## What the task asks
Copy out the whole notice below about the session on ethical and legal issues around agricultural data, word for word.

## Text for analysis
· · ·
Date 1st April 2022
Time: 11:00 to 12:30 CEST
Agricultural data flows involve different actors from generation to transformation, enrichment, aggregation and final fruition. These dynamics have ethical, socio-economic, and legal dimensions that affect the way the digitalization of agriculture benefits the various actors, often leaving the least resourced behind.
These issues are very relevant in the context of the GFAR's Collective Action on Inclusive Digital Agriculture.
GFAR is facilitating a session on these topics during the RDA IGAD Annual Meeting, under the title "Ethical and legal issues around agricultural data".
Speakers and Information about the presentations
Moderator: Valeria Pesce (Global Forum on Agricultural Research and Innovation, GFAR)
Foteini Zampati is a legal professional with over 20 years of experience in various areas of private and business law. She holds an LLB in Law and a LLM in European Union and Business Law. She works at Chapman Freeborn Air Marketing GmbH as a Data Protection Advisor and was previously Data Rights Specialist at the Global Open Data for Agriculture and Nutrition (GODAN) initiative and the Kuratorium für Technik und Bauwesen in der Landwirtschaft (KTBL). Her main specialization areas are Open Data and Intellectual Property, ownership issues and data rights,compliance, best practices, and Codes of Conduct, as well as Data Protection Law and Regulations (i.e. GDPR).
Farmers´ethical and legal considerations in digital agriculture
Ethics is about choices, and agricultural ethics is about choices for people engaged in agriculture, from farmers, industries, researchers, governments, policymakers, technology developers to consumers. There is no doubt that data driven agriculture has a lot of potential and benefits. Nevertheless farmers raise concerns about data ownership, intellectual property, privacy and security. Mostly in developing countries smallholder farmers are not harnessing the power of data and many times must overcome challenges and risks to ensure that these investments benefit them. The lack of awareness about farmers ́ rights on how the data is used, will likely lead to the unfair distribution of wealth in the agricultural sector which will increase due to Data-driven knowledge. Farmers need to feel and be engaged in their privacy and control, they seek trust and transparency in their interaction with providers and of course they would also like to receive benefits of their data, and to have access to all data. This topic is a good opportunity to start a conversation with different stakeholders by acknowledging farmers' importance in the data value chain and by exploring how they could actively contribute in the development of a fairer data governance framework.
· · ·
## Dataset content
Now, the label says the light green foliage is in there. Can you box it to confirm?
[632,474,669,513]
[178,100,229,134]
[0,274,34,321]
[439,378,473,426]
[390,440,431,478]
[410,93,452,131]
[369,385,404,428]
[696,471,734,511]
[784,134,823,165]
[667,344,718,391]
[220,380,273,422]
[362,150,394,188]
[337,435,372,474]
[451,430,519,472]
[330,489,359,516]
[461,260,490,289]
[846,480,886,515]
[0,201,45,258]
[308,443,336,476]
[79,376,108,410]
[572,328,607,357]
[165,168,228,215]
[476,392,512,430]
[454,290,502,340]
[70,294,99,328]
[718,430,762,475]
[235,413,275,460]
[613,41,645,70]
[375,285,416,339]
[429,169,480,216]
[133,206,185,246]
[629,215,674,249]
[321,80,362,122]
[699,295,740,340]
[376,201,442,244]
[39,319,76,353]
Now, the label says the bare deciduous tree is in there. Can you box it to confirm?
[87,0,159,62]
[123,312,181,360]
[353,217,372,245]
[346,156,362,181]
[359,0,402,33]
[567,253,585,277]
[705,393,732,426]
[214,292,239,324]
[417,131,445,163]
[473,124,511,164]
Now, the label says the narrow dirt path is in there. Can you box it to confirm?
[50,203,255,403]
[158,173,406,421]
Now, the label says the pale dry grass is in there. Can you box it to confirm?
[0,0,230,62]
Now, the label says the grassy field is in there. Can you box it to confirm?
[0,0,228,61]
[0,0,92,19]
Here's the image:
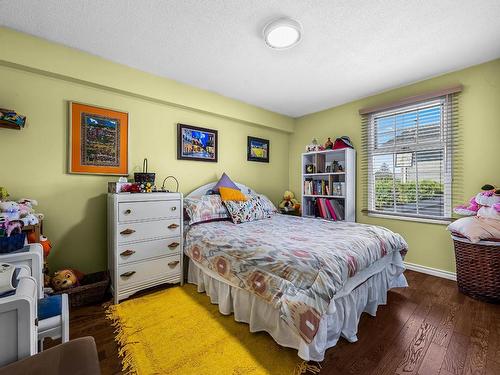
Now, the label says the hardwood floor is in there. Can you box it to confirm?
[54,271,500,375]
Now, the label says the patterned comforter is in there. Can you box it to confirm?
[184,214,407,343]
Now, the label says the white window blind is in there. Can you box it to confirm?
[362,87,458,220]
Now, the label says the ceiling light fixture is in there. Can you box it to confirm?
[264,18,302,49]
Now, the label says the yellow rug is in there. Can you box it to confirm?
[107,285,316,375]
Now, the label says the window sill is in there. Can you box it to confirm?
[366,212,452,225]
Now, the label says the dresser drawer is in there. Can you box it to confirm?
[117,256,181,287]
[116,237,181,264]
[117,219,181,244]
[118,200,181,223]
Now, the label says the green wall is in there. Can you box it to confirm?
[289,60,500,272]
[0,28,500,272]
[0,29,293,272]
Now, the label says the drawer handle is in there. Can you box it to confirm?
[120,271,135,277]
[120,250,135,257]
[120,229,135,234]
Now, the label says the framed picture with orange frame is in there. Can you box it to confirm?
[68,102,129,176]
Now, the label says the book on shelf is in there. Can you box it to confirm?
[308,198,344,221]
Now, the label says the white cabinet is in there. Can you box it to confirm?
[108,193,183,303]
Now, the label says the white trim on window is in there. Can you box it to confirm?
[367,96,453,224]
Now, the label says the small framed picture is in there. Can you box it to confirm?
[68,102,128,176]
[177,124,218,163]
[247,137,269,163]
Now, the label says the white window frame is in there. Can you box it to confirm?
[368,96,453,224]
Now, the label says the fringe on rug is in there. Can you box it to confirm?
[106,305,137,375]
[292,361,321,375]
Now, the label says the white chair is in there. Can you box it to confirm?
[0,243,43,298]
[38,294,69,351]
[0,266,38,366]
[0,244,69,351]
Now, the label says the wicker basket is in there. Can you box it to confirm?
[54,271,109,307]
[452,235,500,303]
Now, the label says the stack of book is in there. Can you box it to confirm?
[310,198,344,220]
[304,179,330,195]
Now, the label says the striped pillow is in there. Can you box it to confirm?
[224,196,270,224]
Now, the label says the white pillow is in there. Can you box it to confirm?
[477,206,500,220]
[257,194,278,214]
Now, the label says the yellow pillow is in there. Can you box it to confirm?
[219,187,247,201]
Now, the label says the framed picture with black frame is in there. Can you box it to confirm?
[247,137,269,163]
[177,124,218,163]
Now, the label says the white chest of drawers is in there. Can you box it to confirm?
[108,193,183,303]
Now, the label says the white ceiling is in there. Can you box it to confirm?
[0,0,500,117]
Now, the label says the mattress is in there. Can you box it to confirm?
[184,214,407,343]
[188,253,408,362]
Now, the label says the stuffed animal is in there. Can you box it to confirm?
[0,201,21,220]
[5,220,24,237]
[40,235,52,258]
[17,198,38,217]
[21,214,39,225]
[453,184,500,219]
[279,190,300,212]
[50,268,84,290]
[0,186,9,201]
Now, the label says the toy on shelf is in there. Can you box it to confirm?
[279,190,300,212]
[332,135,354,150]
[306,138,324,152]
[0,198,43,225]
[325,137,333,150]
[0,186,9,202]
[0,108,26,129]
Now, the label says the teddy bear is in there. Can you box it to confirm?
[50,268,84,291]
[0,186,9,201]
[0,201,21,220]
[279,190,300,212]
[17,198,38,217]
[453,184,500,218]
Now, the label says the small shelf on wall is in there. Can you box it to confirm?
[0,120,22,130]
[304,172,345,177]
[304,194,345,199]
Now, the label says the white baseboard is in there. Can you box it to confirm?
[404,262,457,281]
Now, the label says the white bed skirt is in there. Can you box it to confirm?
[188,253,408,362]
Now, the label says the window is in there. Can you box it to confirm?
[363,88,456,220]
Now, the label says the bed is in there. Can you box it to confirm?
[184,183,408,361]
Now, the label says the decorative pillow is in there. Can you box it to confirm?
[257,194,278,214]
[213,173,240,191]
[224,196,270,224]
[219,186,248,202]
[184,195,229,224]
[448,216,500,243]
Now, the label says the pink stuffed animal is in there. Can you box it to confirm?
[453,184,500,217]
[453,197,479,216]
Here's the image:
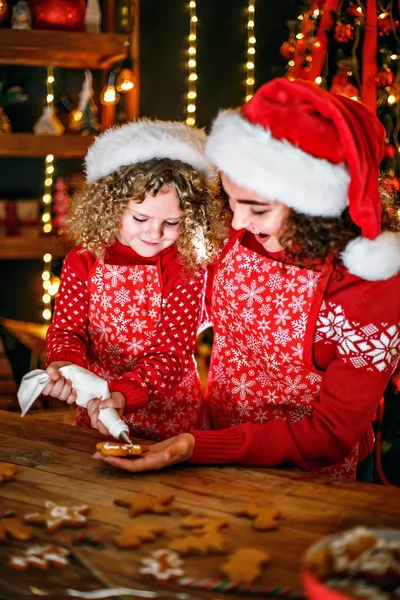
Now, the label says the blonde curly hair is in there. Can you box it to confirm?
· · ·
## Finished exercise
Date 1st April 2022
Time: 11:00 to 12:30 CEST
Agricultural data flows involve different actors from generation to transformation, enrichment, aggregation and final fruition. These dynamics have ethical, socio-economic, and legal dimensions that affect the way the digitalization of agriculture benefits the various actors, often leaving the least resourced behind.
These issues are very relevant in the context of the GFAR's Collective Action on Inclusive Digital Agriculture.
GFAR is facilitating a session on these topics during the RDA IGAD Annual Meeting, under the title "Ethical and legal issues around agricultural data".
Speakers and Information about the presentations
Moderator: Valeria Pesce (Global Forum on Agricultural Research and Innovation, GFAR)
Foteini Zampati is a legal professional with over 20 years of experience in various areas of private and business law. She holds an LLB in Law and a LLM in European Union and Business Law. She works at Chapman Freeborn Air Marketing GmbH as a Data Protection Advisor and was previously Data Rights Specialist at the Global Open Data for Agriculture and Nutrition (GODAN) initiative and the Kuratorium für Technik und Bauwesen in der Landwirtschaft (KTBL). Her main specialization areas are Open Data and Intellectual Property, ownership issues and data rights,compliance, best practices, and Codes of Conduct, as well as Data Protection Law and Regulations (i.e. GDPR).
Farmers´ethical and legal considerations in digital agriculture
Ethics is about choices, and agricultural ethics is about choices for people engaged in agriculture, from farmers, industries, researchers, governments, policymakers, technology developers to consumers. There is no doubt that data driven agriculture has a lot of potential and benefits. Nevertheless farmers raise concerns about data ownership, intellectual property, privacy and security. Mostly in developing countries smallholder farmers are not harnessing the power of data and many times must overcome challenges and risks to ensure that these investments benefit them. The lack of awareness about farmers ́ rights on how the data is used, will likely lead to the unfair distribution of wealth in the agricultural sector which will increase due to Data-driven knowledge. Farmers need to feel and be engaged in their privacy and control, they seek trust and transparency in their interaction with providers and of course they would also like to receive benefits of their data, and to have access to all data. This topic is a good opportunity to start a conversation with different stakeholders by acknowledging farmers' importance in the data value chain and by exploring how they could actively contribute in the development of a fairer data governance framework.